• _DATA ENTRIES_
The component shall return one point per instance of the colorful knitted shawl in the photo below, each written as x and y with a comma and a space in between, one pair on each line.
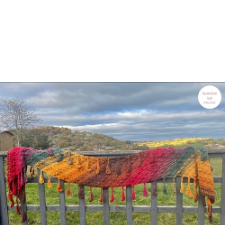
145, 166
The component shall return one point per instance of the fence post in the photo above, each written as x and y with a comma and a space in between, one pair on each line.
3, 203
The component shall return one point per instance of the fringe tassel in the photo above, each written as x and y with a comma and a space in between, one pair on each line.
154, 192
68, 191
164, 188
102, 198
181, 186
88, 167
14, 190
123, 195
24, 218
98, 167
209, 210
133, 193
203, 201
41, 180
31, 169
10, 198
145, 192
49, 182
59, 188
80, 193
188, 190
112, 196
17, 207
70, 161
78, 162
91, 196
195, 192
174, 186
108, 171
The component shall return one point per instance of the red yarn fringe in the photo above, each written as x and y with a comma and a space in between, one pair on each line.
112, 196
102, 198
123, 195
133, 193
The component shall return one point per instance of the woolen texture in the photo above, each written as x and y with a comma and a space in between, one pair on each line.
145, 166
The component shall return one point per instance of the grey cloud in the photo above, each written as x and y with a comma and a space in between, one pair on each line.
133, 111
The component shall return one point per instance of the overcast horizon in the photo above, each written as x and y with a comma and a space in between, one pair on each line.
126, 111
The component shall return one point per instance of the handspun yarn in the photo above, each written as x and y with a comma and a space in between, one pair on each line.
142, 167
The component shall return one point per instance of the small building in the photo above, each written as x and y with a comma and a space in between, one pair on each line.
6, 141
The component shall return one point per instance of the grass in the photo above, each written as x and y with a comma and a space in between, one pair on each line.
116, 218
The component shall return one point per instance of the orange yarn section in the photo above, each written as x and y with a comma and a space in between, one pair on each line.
201, 173
71, 174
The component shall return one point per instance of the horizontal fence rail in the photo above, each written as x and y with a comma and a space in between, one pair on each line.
106, 208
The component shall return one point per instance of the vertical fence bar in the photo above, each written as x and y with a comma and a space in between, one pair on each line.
201, 213
179, 202
4, 211
106, 206
62, 205
41, 189
129, 205
153, 204
223, 191
82, 207
25, 209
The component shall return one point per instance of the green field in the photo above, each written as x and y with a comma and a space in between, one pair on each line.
96, 218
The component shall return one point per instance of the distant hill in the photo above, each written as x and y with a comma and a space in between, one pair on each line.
64, 138
207, 143
60, 137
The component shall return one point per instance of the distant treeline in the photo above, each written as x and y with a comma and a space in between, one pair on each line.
60, 137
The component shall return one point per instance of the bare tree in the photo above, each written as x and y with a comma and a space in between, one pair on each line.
17, 115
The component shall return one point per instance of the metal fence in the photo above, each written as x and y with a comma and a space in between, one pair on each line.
179, 209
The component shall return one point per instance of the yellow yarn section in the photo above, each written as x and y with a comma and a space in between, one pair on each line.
49, 182
108, 171
200, 171
68, 191
59, 188
98, 167
41, 180
75, 173
182, 186
188, 190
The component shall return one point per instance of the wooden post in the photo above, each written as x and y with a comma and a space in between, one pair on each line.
6, 141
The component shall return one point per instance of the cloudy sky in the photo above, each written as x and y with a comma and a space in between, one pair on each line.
127, 111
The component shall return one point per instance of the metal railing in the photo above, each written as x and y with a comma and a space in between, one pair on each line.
179, 209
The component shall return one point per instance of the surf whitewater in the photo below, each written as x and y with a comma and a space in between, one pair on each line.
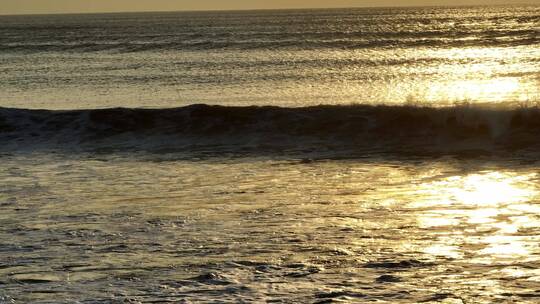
267, 129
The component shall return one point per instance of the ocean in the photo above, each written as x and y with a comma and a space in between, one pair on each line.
385, 155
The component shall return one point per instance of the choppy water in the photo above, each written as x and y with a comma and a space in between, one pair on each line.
147, 229
289, 58
223, 204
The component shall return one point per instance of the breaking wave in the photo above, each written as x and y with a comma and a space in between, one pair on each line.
465, 130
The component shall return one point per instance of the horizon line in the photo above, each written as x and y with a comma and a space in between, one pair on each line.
260, 9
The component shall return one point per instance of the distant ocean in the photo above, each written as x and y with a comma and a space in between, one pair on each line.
384, 155
286, 58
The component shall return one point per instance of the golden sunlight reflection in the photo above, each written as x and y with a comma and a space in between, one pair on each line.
487, 212
487, 90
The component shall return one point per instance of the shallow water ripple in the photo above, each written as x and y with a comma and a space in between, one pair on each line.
121, 229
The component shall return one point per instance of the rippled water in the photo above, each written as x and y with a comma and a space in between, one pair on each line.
264, 204
288, 58
149, 229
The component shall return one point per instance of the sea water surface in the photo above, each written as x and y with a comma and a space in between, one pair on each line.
288, 58
242, 201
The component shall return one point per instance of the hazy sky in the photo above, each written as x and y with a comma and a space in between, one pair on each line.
71, 6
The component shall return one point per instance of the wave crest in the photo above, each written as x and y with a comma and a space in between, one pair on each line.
361, 128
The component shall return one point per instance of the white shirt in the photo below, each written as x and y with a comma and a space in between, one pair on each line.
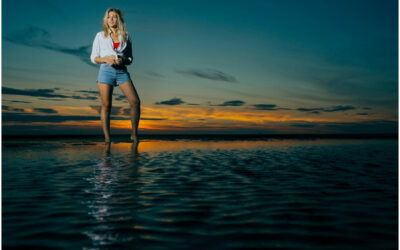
105, 47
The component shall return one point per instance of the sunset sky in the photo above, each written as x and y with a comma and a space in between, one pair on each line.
201, 66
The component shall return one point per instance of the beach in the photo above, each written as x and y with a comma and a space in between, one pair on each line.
199, 192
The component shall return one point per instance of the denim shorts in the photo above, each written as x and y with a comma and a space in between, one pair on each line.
113, 75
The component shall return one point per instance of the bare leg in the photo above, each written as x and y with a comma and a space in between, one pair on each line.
106, 91
130, 92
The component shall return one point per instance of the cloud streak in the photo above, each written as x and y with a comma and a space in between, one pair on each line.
49, 93
173, 101
210, 74
40, 38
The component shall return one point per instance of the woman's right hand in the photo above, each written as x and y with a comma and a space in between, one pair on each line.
110, 60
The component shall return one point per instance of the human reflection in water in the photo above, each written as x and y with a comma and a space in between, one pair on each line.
113, 195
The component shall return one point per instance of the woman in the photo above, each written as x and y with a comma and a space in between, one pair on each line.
112, 49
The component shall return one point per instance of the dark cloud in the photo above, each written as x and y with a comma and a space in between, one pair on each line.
40, 38
43, 110
44, 93
16, 101
8, 108
173, 101
28, 118
267, 107
210, 74
332, 109
88, 91
31, 92
230, 103
114, 110
84, 97
121, 98
307, 125
152, 73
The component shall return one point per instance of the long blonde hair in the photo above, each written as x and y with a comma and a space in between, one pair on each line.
121, 23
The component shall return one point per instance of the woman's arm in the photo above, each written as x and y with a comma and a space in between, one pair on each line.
95, 50
128, 58
110, 60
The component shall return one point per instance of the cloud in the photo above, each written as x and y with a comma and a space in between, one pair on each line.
49, 93
16, 101
231, 103
173, 101
84, 97
332, 109
303, 125
114, 110
89, 91
8, 108
31, 92
28, 118
44, 110
152, 73
210, 74
267, 107
40, 38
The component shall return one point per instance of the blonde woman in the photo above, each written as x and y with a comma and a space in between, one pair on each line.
112, 49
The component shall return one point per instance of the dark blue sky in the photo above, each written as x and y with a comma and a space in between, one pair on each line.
269, 66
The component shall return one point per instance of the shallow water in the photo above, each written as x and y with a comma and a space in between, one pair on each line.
180, 194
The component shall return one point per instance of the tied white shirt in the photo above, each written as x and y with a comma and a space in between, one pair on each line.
104, 46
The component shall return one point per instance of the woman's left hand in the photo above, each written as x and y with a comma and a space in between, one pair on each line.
118, 61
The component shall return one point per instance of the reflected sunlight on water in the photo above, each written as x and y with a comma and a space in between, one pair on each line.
314, 194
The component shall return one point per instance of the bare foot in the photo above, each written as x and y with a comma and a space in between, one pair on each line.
134, 138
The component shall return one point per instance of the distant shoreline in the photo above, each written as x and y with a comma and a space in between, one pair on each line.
211, 136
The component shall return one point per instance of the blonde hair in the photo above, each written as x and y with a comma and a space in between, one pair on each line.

• _TASK PROMPT_
Pictures don't belong in the copy. Transcribe every record exactly as it appears.

• _WRITTEN SOLUTION_
The component shall return one point per instance of the colorful knitted shawl in the photo below, each written as x and y with a comma and a space in between, one pair on each line.
145, 166
The component shall return one point per instance of the fence post in the photo above, each written as x and y with a comma and a space in between, one pair on each line.
3, 203
The component shall return one point per instance of the fringe tassel in the photo above, each written as x and y with a comma and a space in between, one pair on each line.
154, 192
68, 191
164, 188
102, 198
181, 186
88, 167
14, 190
123, 195
24, 218
98, 167
209, 210
133, 193
203, 201
41, 180
31, 169
10, 198
145, 192
49, 182
59, 188
80, 193
188, 190
112, 196
17, 207
70, 161
78, 162
91, 196
195, 192
174, 186
108, 171
The component shall return one point per instance of the red yarn fringe in the photo above, each written as x and y with a comma and a space in between, one pair on each line.
112, 196
102, 198
123, 195
133, 193
The component shall return one point per instance of the woolen texture in the photo above, each written as x and y with a comma and a space in between, one pair on each line.
145, 166
The component shall return one point per instance of the grey cloud in the photo above, each written as x and y with a comma and a space in between, one pair on each line.
133, 111
The component shall return one point per instance of the overcast horizon in the photo above, each written as x and y with a comma and a space in between, one pair on each line.
126, 111
The component shall return one point per instance of the handspun yarn in the photo above, each written as x and y with a comma and a space in between, one pair on each line.
142, 167
The component shall return one point per instance of the small building in the photo above, each written as x and y with a comma and a space in between, one pair on each line.
6, 141
The component shall return one point per instance of the grass in the photo above, each written as x and y with a comma and a space in between, one pair on each line.
116, 218
The component shall return one point per instance of the orange yarn section in the photo above, each written as x and y with a comma and a space in between, one pair on each line.
201, 173
71, 174
The component shall return one point per instance of the horizontal fence rail in the photo above, each written as x and y with a comma and a space in between, one pair on each line.
106, 208
The component shall return one point per instance of the vertical fence bar in the photo above, each written as x and y with a comma and a space in between, one pair on each line.
201, 213
179, 202
4, 211
106, 206
62, 205
41, 189
129, 205
153, 204
223, 191
82, 207
25, 209
The component shall return one point per instance of the green field in the photo above, each written as x and y with a comma and a space in between, one pair on each line.
96, 218
The component shall return one point per instance of the distant hill in the photo above, each written as x and y with a comma and a space in between, one pair on each line.
64, 138
207, 143
60, 137
The component shall return one point per instance of the distant treeline in the photo above, each written as x and y with a comma and a space in between, one pair on each line.
60, 137
The component shall return one point per instance of the bare tree in the photo above, each written as x and y with a comma and a space in between, one pair on each line.
17, 115
The component shall return one point per instance of the metal fence in the photo above, each written as x and y with a comma and a space in between, one pair on each line.
179, 209
The component shall return one point per instance of the yellow yarn section in the photo above, each written as x and y with a comma and a space in between, one pair on each line.
49, 182
108, 171
200, 171
68, 191
59, 188
98, 167
41, 180
75, 173
182, 186
188, 190
The component shall return one point per instance of the wooden post in the photo above, each written as x and y with a comma and a space in between, one pair on each line.
6, 141
The component shall return one point per instance of the cloudy sky in the photo above, each written as x and y with a comma and a space in between, one pair on each line.
127, 111
The component shall return one point per instance of the metal railing in the photo above, each written as x and y with a comma and a space in between, one pair on each line.
179, 209
The component shall return one point per instance of the surf whitewater in the photo below, each written as x and y with a comma and a space in between, one pair on each line.
267, 129
The component shall return one point per instance of the ocean in the photo above, each written as x and y with a comma and a space in between, one pair on each line.
385, 155
The component shall return one point per instance of the choppy water in the photo above, each written as x and y with a comma and a space in between, one pair on each line.
147, 229
289, 58
223, 204
The component shall return one point per instance of the breaking wave in the photo above, each written as x and y with a comma and a space in between, one pair on each line.
465, 130
The component shall return one point per instance of the horizon line in the photo above, each written as x and y with a comma and a space in between, one pair on each line.
260, 9
The component shall return one point per instance of the distant ocean in the photo above, each written as x and y with a comma and a space in between, one pair on each line.
384, 155
286, 58
The component shall return one point per instance of the golden sunlight reflection in the photo above, each written as x and y with a comma and a space in between, one pair on each line.
487, 212
487, 90
The component shall return one point per instance of the shallow water ripple in the photo above, each written as x and y with a comma and a space in between, one pair on each line.
121, 229
The component shall return one point per instance of the rippled water in the photo above, each written as x and y with a comma and a space in between, one pair on each line.
264, 204
288, 58
149, 229
The component shall return one point per instance of the sea water surface in the photo above, each written as x and y with a comma and a space in between, one pair on each line.
288, 58
242, 201
The component shall return one point per instance of the hazy sky in the photo above, each written as x and y with a comma and a space in between, one pair on each line.
71, 6
The component shall return one point per instance of the wave crest in the photo above, each written as x and y with a comma and a space in between, one pair on each line.
361, 128
The component shall return one point per instance of the white shirt in the photo below, each written as x and y with a comma and a space in between, one pair on each line.
105, 47
The component shall return one point per instance of the sunset sky in the photo above, each written as x and y with a comma and a space in between, one pair on each line.
201, 66
The component shall return one point per instance of the beach in the photo above, each written as x and y with a comma and a space in between, one pair on each line.
199, 192
The component shall return one point per instance of the denim shorts in the photo above, each written as x and y with a comma and a space in between, one pair on each line.
113, 75
The component shall return one point per instance of the bare leg in the photo above, each written as x and y with a comma and a space in between, one pair on each line.
106, 91
130, 92
The component shall return one point per instance of the cloud streak in the photo above, each written as x and y with a comma and a space in between, one pair on each line.
49, 93
173, 101
210, 74
40, 38
The component shall return one point per instance of the woman's right hand in the photo above, each written as x and y with a comma and a space in between, one pair on each line.
110, 60
The component shall return one point per instance of the human reflection in water in the photo above, each written as x and y with a comma and a space in between, one pair on each line.
113, 195
The component shall return one point per instance of the woman in the photo above, each written as x and y with a comma and a space in between, one pair on each line.
112, 49
The component shall return one point per instance of the dark cloud in the photo above, each written as x and y with a comma and a space in between, one pair on each line.
40, 38
43, 110
44, 93
16, 101
8, 108
173, 101
28, 118
267, 107
210, 74
332, 109
88, 91
31, 92
230, 103
114, 110
84, 97
121, 98
307, 125
152, 73
The component shall return one point per instance of the long blonde hair in the photo above, each written as x and y with a comma and a space in between, one pair on each line.
121, 23
The component shall return one point per instance of the woman's arm in the photo above, each written as x and y with a comma and a space in between, one pair on each line.
95, 50
128, 58
110, 60
The component shall return one point per instance of the cloud in the photo above, each written as x and y with a comma and a space in between, one pair on each line.
49, 93
16, 101
231, 103
173, 101
84, 97
332, 109
303, 125
114, 110
89, 91
8, 108
31, 92
28, 118
44, 110
152, 73
210, 74
267, 107
40, 38
The component shall return one point per instance of the blonde woman in the photo above, each written as x and y with a comma and a space in between, one pair on each line.
112, 49
The component shall return one point per instance of the dark blue sky in the photo above, each written as x and y with a comma and a space in between, one pair on each line.
269, 66
The component shall return one point per instance of the shallow water in the photo above, each written as x and y with a comma and a space in between, one pair on each line.
180, 194
The component shall return one point per instance of the tied white shirt in the photo above, each written as x and y with a comma and a space in between, one pair on each line.
104, 46
The component shall return one point per instance of the woman's left hand in the photo above, each written as x and y with a comma and a space in between, one pair on each line.
118, 61
The component shall return one point per instance of the reflected sunlight on water in the photo above, each written as x and y with a comma and a space in between, one pair on each line.
314, 194
The component shall return one point per instance of the bare foot in the photo above, each written as x and y with a comma and a space in between, one pair on each line.
134, 138
The component shall return one point per instance of the distant shoreline in the photo above, each written as x and y with a comma and a space in between, one pair on each line.
211, 136
The component shall return one point per instance of the blonde hair in the photo above, each written as x and y with a comma and a space in between, one pair on each line.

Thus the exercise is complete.